__What you need to do__: Please copy all of the data below line for line, without the pictures.

__Provided information__:
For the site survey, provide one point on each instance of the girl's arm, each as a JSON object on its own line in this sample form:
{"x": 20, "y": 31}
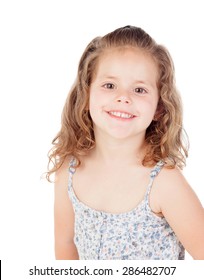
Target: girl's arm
{"x": 65, "y": 248}
{"x": 183, "y": 210}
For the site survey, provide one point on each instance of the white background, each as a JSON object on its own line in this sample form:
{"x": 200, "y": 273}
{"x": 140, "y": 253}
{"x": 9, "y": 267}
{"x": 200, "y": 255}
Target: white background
{"x": 41, "y": 43}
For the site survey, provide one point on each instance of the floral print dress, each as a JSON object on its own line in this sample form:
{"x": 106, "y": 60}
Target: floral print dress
{"x": 138, "y": 234}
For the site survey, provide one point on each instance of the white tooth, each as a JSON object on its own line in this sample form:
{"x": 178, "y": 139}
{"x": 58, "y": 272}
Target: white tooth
{"x": 121, "y": 115}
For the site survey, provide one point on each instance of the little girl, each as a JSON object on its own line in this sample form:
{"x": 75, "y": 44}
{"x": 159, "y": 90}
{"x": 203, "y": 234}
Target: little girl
{"x": 119, "y": 191}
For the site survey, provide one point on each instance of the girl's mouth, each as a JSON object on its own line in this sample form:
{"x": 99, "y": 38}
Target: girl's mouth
{"x": 121, "y": 115}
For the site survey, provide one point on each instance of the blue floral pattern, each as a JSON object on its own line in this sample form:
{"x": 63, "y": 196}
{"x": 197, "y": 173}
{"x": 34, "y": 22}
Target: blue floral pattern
{"x": 135, "y": 235}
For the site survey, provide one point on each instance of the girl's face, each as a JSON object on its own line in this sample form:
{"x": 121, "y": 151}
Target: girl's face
{"x": 123, "y": 94}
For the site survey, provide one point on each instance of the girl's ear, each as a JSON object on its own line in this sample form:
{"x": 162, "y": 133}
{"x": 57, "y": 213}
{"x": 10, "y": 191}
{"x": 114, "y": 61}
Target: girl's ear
{"x": 159, "y": 112}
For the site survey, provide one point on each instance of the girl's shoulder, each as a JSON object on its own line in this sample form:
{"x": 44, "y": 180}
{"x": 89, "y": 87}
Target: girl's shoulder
{"x": 167, "y": 186}
{"x": 62, "y": 174}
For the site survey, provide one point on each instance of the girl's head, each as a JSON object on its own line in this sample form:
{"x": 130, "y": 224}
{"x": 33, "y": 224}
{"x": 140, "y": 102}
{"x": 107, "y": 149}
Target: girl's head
{"x": 163, "y": 137}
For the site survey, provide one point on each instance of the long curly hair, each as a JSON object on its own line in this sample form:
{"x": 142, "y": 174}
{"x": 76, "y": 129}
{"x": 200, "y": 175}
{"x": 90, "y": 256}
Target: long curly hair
{"x": 165, "y": 135}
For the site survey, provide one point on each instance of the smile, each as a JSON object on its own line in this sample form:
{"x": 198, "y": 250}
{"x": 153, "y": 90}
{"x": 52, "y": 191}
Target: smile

__Result for this exercise__:
For the site survey, provide one point on each instance of the girl's arm, each as a JSON object on its own line in this sample form:
{"x": 20, "y": 31}
Target: girl's arm
{"x": 65, "y": 248}
{"x": 183, "y": 210}
For the site survey, provide one point on each instance of the white background, each as a JSON object on its own line in this sample form:
{"x": 200, "y": 273}
{"x": 140, "y": 253}
{"x": 9, "y": 267}
{"x": 200, "y": 255}
Target: white background
{"x": 41, "y": 43}
For the site survey, provide one point on each instance of the floral print dress, each as a JSON object on its own line in this sample form:
{"x": 106, "y": 60}
Target: floral print dress
{"x": 138, "y": 234}
For the site survey, provide one point on each instance of the white tooth, each as a JSON object on its own line in this sample form:
{"x": 178, "y": 139}
{"x": 58, "y": 272}
Target: white tooth
{"x": 121, "y": 115}
For the site survey, provide one point on each instance of the little girl, each as a JSON object on its own line in this sample form:
{"x": 75, "y": 44}
{"x": 159, "y": 90}
{"x": 203, "y": 234}
Target: little girl
{"x": 119, "y": 191}
For the site survey, provide one point on each instance of the girl's mouth, each as a JSON object on its own line in this sample form:
{"x": 99, "y": 38}
Target: girl's mouth
{"x": 121, "y": 115}
For the site survey, provide one point on each instance of the blue floral pattern, each as a JSON object on its own line in this sample form:
{"x": 63, "y": 196}
{"x": 197, "y": 173}
{"x": 34, "y": 22}
Target: blue floral pattern
{"x": 135, "y": 235}
For the site survey, provide one point on each instance of the girl's face, each as a JSON object on its own line in this sample form:
{"x": 121, "y": 151}
Target: girl's face
{"x": 123, "y": 94}
For the site survey, provide one point on each instance of the girl's ear, each as a JSON object on its own line in this sample form:
{"x": 162, "y": 133}
{"x": 57, "y": 213}
{"x": 10, "y": 191}
{"x": 114, "y": 61}
Target: girl's ear
{"x": 159, "y": 112}
For the site survey, provide one point on each instance of the girl's shoulder, each as a JSON object on its own line in this sample form:
{"x": 44, "y": 180}
{"x": 89, "y": 87}
Target: girl's shoulder
{"x": 167, "y": 186}
{"x": 62, "y": 174}
For the site survey, provide one point on each instance of the girl's head, each as a JSON object on its own line in this sample form:
{"x": 130, "y": 224}
{"x": 33, "y": 224}
{"x": 140, "y": 102}
{"x": 107, "y": 149}
Target: girl's head
{"x": 163, "y": 137}
For the site survey, provide one point on each instance of the long curly hair, each as a JSON object on its own line in this sample form:
{"x": 142, "y": 174}
{"x": 76, "y": 129}
{"x": 200, "y": 175}
{"x": 90, "y": 256}
Target: long curly hair
{"x": 165, "y": 135}
For the site survey, provide one point on each instance of the smile, each as a JSON object on its own line in this sample form:
{"x": 198, "y": 250}
{"x": 153, "y": 90}
{"x": 52, "y": 191}
Target: smile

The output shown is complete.